PROBLEM DETAILS:
Below you will find a set of lines. Repeat them all exactly.

STORED DATA:
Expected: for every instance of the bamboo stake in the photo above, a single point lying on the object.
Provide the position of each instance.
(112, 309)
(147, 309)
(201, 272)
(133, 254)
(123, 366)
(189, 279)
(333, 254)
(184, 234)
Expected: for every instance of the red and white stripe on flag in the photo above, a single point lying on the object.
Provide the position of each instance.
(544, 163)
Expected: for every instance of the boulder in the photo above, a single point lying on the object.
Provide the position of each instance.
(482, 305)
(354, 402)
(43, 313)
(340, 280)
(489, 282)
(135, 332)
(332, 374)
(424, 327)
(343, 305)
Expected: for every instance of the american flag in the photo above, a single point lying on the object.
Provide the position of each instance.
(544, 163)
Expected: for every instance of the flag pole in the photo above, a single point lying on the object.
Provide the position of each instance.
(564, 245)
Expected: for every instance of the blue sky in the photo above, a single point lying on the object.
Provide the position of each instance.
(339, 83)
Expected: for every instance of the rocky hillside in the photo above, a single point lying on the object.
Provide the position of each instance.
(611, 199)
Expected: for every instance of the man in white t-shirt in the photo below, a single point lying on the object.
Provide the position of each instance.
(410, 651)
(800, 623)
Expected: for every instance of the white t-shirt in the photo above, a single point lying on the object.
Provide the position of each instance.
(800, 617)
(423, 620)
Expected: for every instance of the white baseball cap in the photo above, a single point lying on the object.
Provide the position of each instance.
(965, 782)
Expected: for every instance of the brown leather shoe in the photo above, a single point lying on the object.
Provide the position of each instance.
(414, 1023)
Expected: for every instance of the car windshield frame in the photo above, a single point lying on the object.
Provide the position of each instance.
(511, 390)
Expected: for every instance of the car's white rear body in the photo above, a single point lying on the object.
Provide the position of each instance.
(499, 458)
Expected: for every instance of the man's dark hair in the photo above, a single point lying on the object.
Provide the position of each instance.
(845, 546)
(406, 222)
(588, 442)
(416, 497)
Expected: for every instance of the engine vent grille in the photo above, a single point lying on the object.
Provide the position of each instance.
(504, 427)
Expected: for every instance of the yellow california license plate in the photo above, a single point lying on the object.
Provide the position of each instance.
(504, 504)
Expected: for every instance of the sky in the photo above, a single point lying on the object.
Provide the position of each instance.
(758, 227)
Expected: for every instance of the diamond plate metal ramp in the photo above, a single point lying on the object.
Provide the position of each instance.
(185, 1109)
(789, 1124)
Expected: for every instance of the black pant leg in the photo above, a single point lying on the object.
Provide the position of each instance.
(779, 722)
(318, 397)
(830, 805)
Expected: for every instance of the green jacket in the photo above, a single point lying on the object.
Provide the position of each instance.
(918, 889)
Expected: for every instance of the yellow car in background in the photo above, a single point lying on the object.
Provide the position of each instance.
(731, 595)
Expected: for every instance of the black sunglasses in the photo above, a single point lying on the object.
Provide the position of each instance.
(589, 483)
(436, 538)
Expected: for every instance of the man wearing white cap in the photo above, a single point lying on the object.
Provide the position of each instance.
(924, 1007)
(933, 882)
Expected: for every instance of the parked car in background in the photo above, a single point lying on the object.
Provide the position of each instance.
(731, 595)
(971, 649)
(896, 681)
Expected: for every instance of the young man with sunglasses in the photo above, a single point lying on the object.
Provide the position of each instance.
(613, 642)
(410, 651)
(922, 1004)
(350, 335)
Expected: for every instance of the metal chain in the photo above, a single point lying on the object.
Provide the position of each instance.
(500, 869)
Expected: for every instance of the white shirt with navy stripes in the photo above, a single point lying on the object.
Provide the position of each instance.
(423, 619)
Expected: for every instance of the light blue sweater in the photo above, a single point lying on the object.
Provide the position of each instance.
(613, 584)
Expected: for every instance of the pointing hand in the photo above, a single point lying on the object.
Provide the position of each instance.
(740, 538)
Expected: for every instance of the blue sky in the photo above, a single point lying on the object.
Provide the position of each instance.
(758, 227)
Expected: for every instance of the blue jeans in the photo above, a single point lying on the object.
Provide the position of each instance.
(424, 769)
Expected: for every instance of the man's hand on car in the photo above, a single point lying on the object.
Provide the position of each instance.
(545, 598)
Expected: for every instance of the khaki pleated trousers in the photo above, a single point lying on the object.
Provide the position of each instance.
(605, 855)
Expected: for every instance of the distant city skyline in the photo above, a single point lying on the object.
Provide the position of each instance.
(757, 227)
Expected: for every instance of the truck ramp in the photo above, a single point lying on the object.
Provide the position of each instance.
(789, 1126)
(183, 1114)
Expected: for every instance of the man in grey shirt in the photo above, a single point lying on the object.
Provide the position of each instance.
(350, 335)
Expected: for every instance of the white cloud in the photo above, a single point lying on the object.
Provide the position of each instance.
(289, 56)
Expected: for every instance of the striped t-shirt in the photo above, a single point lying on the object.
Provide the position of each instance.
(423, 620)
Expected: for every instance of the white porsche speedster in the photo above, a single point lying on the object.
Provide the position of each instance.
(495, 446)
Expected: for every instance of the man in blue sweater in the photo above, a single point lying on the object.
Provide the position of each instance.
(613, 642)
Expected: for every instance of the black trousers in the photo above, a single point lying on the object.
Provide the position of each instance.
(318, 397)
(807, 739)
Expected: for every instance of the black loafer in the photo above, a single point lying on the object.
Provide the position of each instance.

ANSWER TO THIS PROBLEM:
Expected: for every instance of the bamboo stake in the photo above, a single point lying on the object.
Provide the position of each instance.
(112, 309)
(147, 309)
(201, 272)
(133, 254)
(123, 366)
(189, 279)
(333, 254)
(184, 234)
Expected: for every instance of the red and white stripe on flag in the photo above, a single point lying on the object.
Provide the position of each instance.
(544, 163)
Expected: for every instance of the boulder in the photo above, a single point lying on the object.
Provide the position of each instance.
(482, 305)
(354, 402)
(43, 313)
(340, 280)
(489, 282)
(135, 332)
(332, 374)
(424, 327)
(343, 305)
Expected: for every instance of the american flag in the photo above, a single point lying on the object.
Provide the position of each instance.
(544, 163)
Expected: for every instance of the flag pole in the photo above, a single point lying on the object.
Provide the position of each instance.
(564, 245)
Expected: for every instance of the blue sky in the photo above, a single point lying on the object.
Provide the position of each instance.
(339, 83)
Expected: for every instance of the rocky hillside in the photo above, a single point lying on the object.
Provide the position of each instance.
(611, 199)
Expected: for every instance of the man in white t-shirt in the photo below, a single point lying on the object.
Provide the position of each instance.
(410, 651)
(800, 623)
Expected: for every instance of the white t-shirt in the photo above, a single point lying on the object.
Provide the position of each instance.
(800, 617)
(423, 620)
Expected: for every instance of the white baseball cap in the photo above, a single point lying on the object.
Provide the position of each instance.
(965, 782)
Expected: for every instance of the brown leather shoe in the photo above, a single point lying on the object.
Provide the position of each instance.
(414, 1023)
Expected: for every instance of the car windshield frame in the photo above, a single point lying on the object.
Provide the position of each instance.
(511, 390)
Expected: for every instance of the car's white rear body in the photo above, a single point lying on the object.
Provide the position of each instance.
(499, 458)
Expected: for every instance of the man's dark hair in the photo above, a single point lying on the object.
Provide the position of each instance.
(845, 546)
(406, 222)
(588, 442)
(416, 497)
Expected: for every instance of the engine vent grille in the photo above, a single point lying on the object.
Provide the position of each instance.
(504, 427)
Expected: for every instance of the yellow california license plate in the photo above, a single point lying on the object.
Provide the position of each instance.
(504, 504)
Expected: for every instance of the sky in the photo above, a single point lying on the object.
Provide the position of each instance.
(758, 227)
Expected: for every instance of the diamond plate metal ramp in the photo above, a single point lying on the object.
Provide the position of each instance.
(185, 1109)
(789, 1124)
Expected: for every instance of the black pant leg in the photo above, a single point lying on the object.
Provide the position of each instance.
(779, 722)
(318, 397)
(830, 805)
Expected: for every instance of the green jacket in the photo above, a single point lying on the object.
Provide the position of each instance.
(918, 889)
Expected: for every instance of the yellow car in background in the photo above, a single point lying on the object.
Provide the position of each instance.
(731, 595)
Expected: for every instance of the black sunglasses in the photo above, a single point lying on the object.
Provide the position of each instance.
(589, 483)
(436, 538)
Expected: for every instance of the man wearing white cap in the photo above, a single point lying on the object.
Provide the position of each instance.
(924, 1007)
(933, 882)
Expected: for every instance of the parked car in background in the photo above, a single point lying on the object.
Provide the position of each instance.
(731, 595)
(971, 649)
(896, 681)
Expected: for every instance of the young man with sunglasses in the photo above, a single point lying on the object.
Provide the position of each instance.
(613, 642)
(410, 651)
(922, 1004)
(350, 335)
Expected: for every instance of the metal chain in the photo above, a single point lying on the object.
Provide the position of each instance.
(500, 869)
Expected: for every instance of the white shirt with navy stripes in the photo above, a single point lying on the object.
Provide the position of each instance.
(423, 619)
Expected: for every instance of the light blue sweater in the photo above, a single point lying on the object.
Provide the position of each instance.
(613, 584)
Expected: for every instance of the pointing hand in the photo above, a single point lying on the object.
Provide the position of each instance.
(740, 538)
Expected: for every instance of the blue sky in the photo above, a single point lying on the object.
Provide the position of each instance.
(758, 227)
Expected: for every instance of the blue jeans in the photo above, a single point lying on the object.
Provide the position of each instance.
(424, 769)
Expected: for every instance of the man's hand on car in the photo above, a single point lying on the object.
Provide the position of each instance.
(545, 598)
Expected: for every instance of the khaki pleated trousers in the photo above, a single point lying on the object.
Provide the position of each instance.
(605, 855)
Expected: for every instance of the distant city skyline in the photo above, a single point lying on the object.
Provide the position of each instance.
(757, 227)
Expected: for every instance of the truck ramp in the photo above, a single point lying on the object.
Provide the position of each instance.
(789, 1126)
(183, 1114)
Expected: for every instance of the man in grey shirt in the photo above, a single point lying on the object.
Provide the position of each instance.
(350, 335)
Expected: for every instance of the white cloud in the photo above, a single point lying on the object.
Provide the position of each instance.
(289, 56)
Expected: for every instance of the striped t-shirt in the photo above, a single point lying on the object.
Provide the position of each instance.
(423, 620)
Expected: for every instance of the white porsche speedster in the photo above, a single point lying on the object.
Provide the position of each instance.
(495, 446)
Expected: for every instance of the man in blue sweater in the photo above, a single point lying on the object.
Provide the position of each instance.
(613, 642)
Expected: for every instance of the black trousers in the photo above, a single point lying on the object.
Provide the position of each instance.
(318, 397)
(807, 739)
Expected: for every instance of the black loafer in the photo above, a single point lying on the object.
Provide the position of each instance.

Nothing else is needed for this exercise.